Problem statement →
Each line below must be set down exactly; omit any image you find.

Dataset →
-- Opening Marker --

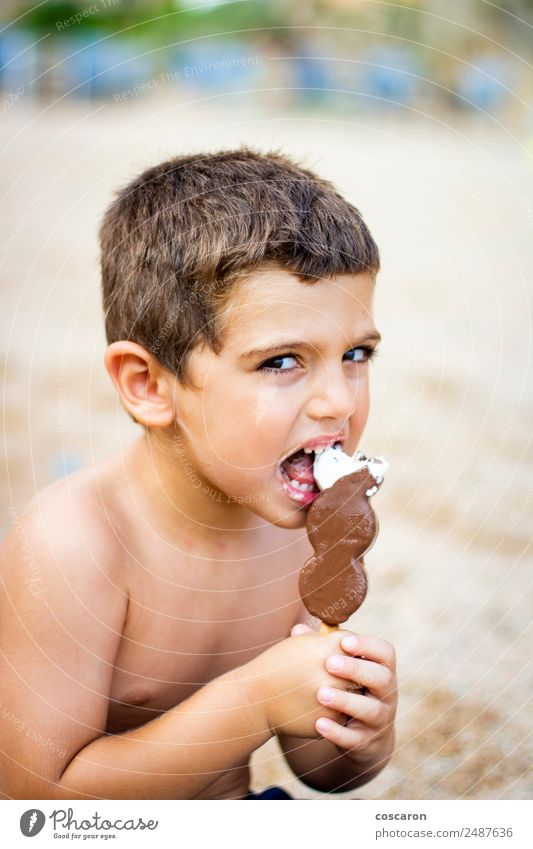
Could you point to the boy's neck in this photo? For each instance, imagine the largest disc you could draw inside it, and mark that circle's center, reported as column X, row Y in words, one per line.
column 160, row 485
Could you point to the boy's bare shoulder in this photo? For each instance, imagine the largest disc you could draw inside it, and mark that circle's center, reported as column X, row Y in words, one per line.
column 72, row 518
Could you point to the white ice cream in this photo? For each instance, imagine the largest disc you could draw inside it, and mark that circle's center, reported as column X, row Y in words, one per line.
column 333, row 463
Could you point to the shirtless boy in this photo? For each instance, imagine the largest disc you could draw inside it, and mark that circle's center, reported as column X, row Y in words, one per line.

-- Closing Marker --

Task result →
Could you point to the boy's neck in this photo? For each instance, imagine the largest disc you could draw inside it, and mark that circle's center, reported as column X, row Y in words, one per line.
column 160, row 485
Could you point to the boy's bare shoulder in this photo? For each instance, imagine the largest disc you could draw inside it, and mark that circle's center, reported as column X, row Y in words, one per line.
column 72, row 518
Could you point to the white ice cream in this photo? For each instance, imagine the largest disc you could draw inside it, and mark that circle's center, reported as column X, row Y in words, one per line.
column 333, row 463
Could you point to the shirtless boy in this photo? For each instance, imagine the largest disc you could draw inside it, and mark that circle's center, reported as column X, row Y in words, one per line.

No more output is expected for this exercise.